BEGIN Excerpted text

The Toronto Star today calls the Canadian diet a “dog’s breakfast.” Citing toxic foods and a sedentary lifestyle as the causes of obesity, it looks into how one Québec doctor, Dr. Jean-Pierre Després, is developing a program to counter this trend. I saw two problems with his work: all male — why in the 21st century are researchers still ignoring half the population?! — and with a 65% success rate, still doesn’t counter the kind of attitude that pretends “we’re all right Jack.” And, of course, it only addresses the issues of obesity in the otherwise-healthy population.
When my GP diagnosed me with Type 2 Diabetes, we had a moment where he was complaining I wasn’t listening to him, and I was complaining he wasn’t listening to me. He was talking to me as if I didn’t get it; whereas, though I was expecting this day, I was complaining this was all too much on top of everything else I had to deal with (brain injury being the primary issue). Yet I shouldn’t have been surprised at his complaint — being immersed in the medical community growing up, I’ve often heard doctors complain about patients continuing to do that which is bad for them despite their repeated warnings, so in some ways him talking to me like I didn’t get it was to be expected.

END Excerpted text
BEGIN Available data

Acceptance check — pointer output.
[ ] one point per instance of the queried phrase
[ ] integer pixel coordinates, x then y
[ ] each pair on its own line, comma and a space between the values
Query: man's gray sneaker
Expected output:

END Available data

● **To do**
a) In the passage on diet and diabetes, what success rate is given for the program that Dr. Jean-Pierre Després is developing?
b) Reproduce the passage on diet and diabetes word for word, starting at "The Toronto Star" and ending at "the otherwise-healthy population.".
c) Extend the passage on diet and diabetes, picking up right after its final sentence.

● **Task responses**
a) A 65% success rate.

b)
The Toronto Star today calls the Canadian diet a “dog’s breakfast.” Citing toxic foods and a sedentary lifestyle as the causes of obesity, it looks into how one Québec doctor, Dr. Jean-Pierre Després, is developing a program to counter this trend. I saw two problems with his work: all male — why in the 21st century are researchers still ignoring half the population?! — and with a 65% success rate, still doesn’t counter the kind of attitude that pretends “we’re all right Jack.” And, of course, it only addresses the issues of obesity in the otherwise-healthy population.

c)
What really got me upset though was how others spoke to me as if I didn’t get it. I was spoken to in stern tones like a child, given warnings of death and told I just had to make changes, just had to drop chocolate and cookies. At least one of these people knew perfectly well I had tackled a far bigger, far more intransigent problem on my own, facing the reality of brain injury when all the others around me pretended nothing had happened and exhausting myself with various years-long treatments. So why would I suddenly be incapable of not facing reality, the reality of diabetes?
Well, perhaps because so many are. After my diagnosis, I spoke to one gent I’ve known for years. He said he had it. It runs in his family too. Yet that ubiquitous male health-sucking “beer belly” remains, and he still munches on potato chips. Does he find it too difficult to eat the way one should? Does he not think it’s any big deal? He has loads of energy, so perhaps he doesn’t feel the need to make the diabetes change. Perhaps that’s the key to the puzzle of why people don’t change: they feel well.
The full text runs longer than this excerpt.